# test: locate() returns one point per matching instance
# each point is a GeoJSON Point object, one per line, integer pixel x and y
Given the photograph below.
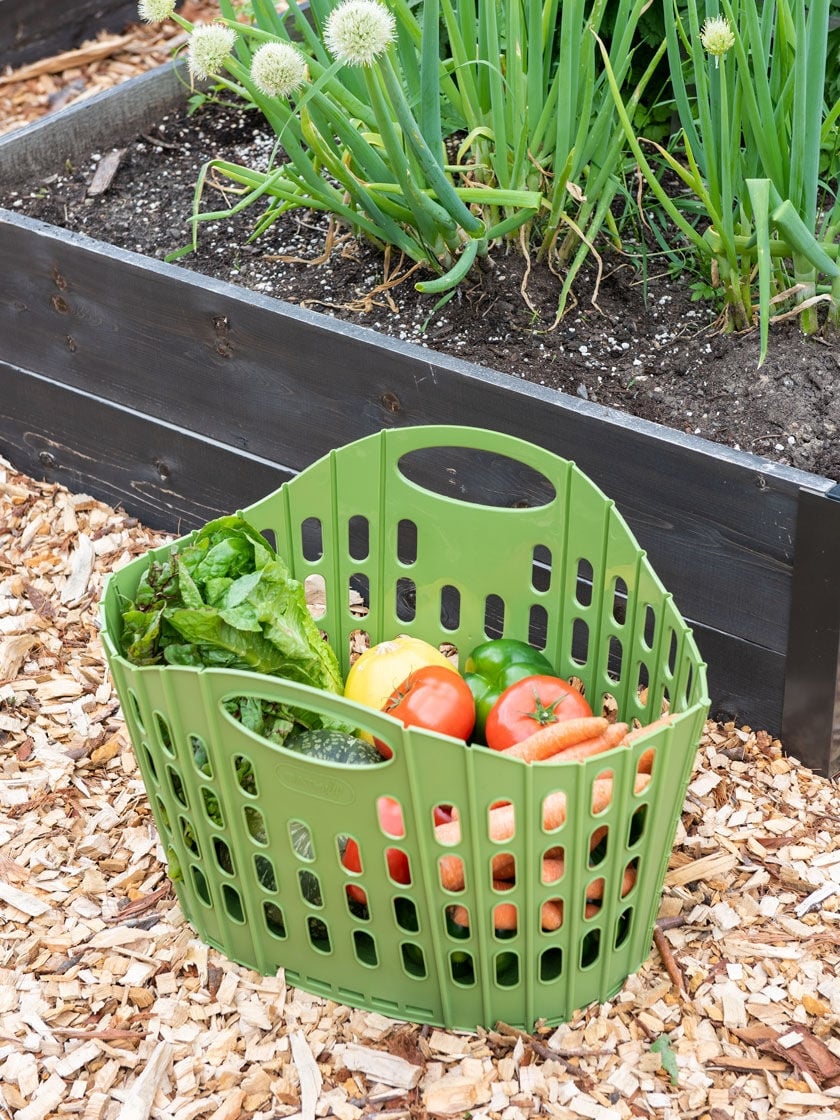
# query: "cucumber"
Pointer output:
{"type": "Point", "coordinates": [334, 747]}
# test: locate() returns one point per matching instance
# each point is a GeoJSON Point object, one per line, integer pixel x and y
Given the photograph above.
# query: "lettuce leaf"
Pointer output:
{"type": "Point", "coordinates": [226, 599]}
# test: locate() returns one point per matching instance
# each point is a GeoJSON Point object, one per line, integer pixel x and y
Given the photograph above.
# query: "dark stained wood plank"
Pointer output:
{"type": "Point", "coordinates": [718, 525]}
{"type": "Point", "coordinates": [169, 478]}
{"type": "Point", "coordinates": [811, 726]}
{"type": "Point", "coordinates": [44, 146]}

*-*-*

WHAT YOU WILL DO: Please format every line above as a numbered list, skipping any blank lines and leaving the pictures out.

WRITTEN SOLUTION:
1. # test: locate() returns one point per matching instance
2. # each point is a GeoJSON Point object, one per line, integer pixel x and y
3. Given the photograph below.
4. # query: "cucumber"
5. Pointer output:
6. {"type": "Point", "coordinates": [334, 747]}
7. # test: locate() returns one point per matching instance
8. # each point is a GeoJSON Point object, one per line, integer pixel x and y
9. Given the photograph above.
10. # query: "lettuce leaf"
11. Pointer output:
12. {"type": "Point", "coordinates": [226, 599]}
13. # test: locate() returns one point per matching instance
14. # each point is a GeoJSON Point object, one per line, integer pixel x and y
15. Given the photograph above.
16. # query: "dark stained wood plank"
17. Pointer output:
18. {"type": "Point", "coordinates": [718, 525]}
19. {"type": "Point", "coordinates": [169, 478]}
20. {"type": "Point", "coordinates": [811, 726]}
21. {"type": "Point", "coordinates": [44, 146]}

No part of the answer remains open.